■ **Work required**: From the listing below, pull out each line that contains the string "jacket".

■ **Provided data**:
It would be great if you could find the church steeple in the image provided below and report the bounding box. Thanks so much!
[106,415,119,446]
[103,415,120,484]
==
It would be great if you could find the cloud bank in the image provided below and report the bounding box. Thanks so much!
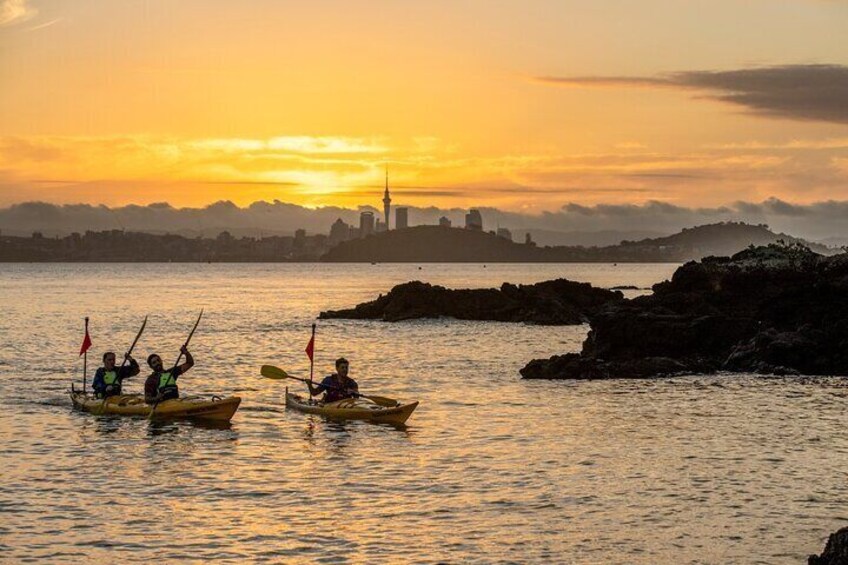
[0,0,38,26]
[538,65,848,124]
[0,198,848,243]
* * *
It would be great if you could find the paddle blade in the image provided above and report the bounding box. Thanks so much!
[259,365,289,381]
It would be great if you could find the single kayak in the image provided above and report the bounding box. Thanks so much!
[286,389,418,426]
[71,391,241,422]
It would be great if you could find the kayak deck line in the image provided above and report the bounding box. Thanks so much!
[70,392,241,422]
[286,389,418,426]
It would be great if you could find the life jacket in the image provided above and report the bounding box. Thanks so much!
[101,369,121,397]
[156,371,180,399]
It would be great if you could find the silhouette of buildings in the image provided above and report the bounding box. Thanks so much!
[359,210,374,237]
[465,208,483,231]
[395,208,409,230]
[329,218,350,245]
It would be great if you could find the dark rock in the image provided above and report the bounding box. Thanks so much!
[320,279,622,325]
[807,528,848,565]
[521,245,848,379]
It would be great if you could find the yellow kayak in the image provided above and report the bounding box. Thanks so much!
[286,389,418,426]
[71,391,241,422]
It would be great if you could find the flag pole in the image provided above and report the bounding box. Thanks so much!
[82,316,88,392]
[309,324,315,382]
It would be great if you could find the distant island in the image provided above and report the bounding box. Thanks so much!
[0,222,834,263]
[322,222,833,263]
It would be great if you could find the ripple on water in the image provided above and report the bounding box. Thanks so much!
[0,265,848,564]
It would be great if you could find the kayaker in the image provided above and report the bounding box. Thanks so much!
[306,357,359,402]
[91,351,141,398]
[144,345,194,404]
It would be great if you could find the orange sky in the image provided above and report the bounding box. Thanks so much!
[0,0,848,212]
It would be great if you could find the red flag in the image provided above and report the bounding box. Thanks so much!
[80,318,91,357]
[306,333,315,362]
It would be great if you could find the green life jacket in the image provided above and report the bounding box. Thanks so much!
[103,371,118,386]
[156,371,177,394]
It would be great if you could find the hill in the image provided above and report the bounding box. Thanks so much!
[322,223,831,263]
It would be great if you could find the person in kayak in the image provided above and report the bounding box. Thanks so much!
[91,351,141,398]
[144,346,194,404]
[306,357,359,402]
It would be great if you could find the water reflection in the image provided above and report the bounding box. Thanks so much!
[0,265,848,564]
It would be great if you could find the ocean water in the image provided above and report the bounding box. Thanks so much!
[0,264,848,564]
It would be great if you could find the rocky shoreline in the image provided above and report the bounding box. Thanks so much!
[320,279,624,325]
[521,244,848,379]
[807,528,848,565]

■ **Solution for this problem**:
It would be great if you could find the life jacket in the image provided above and report the bounding box. Thanks so much!
It would be great if you could find the green life jacket in the image provided above and report the bounding box. Thanks so much!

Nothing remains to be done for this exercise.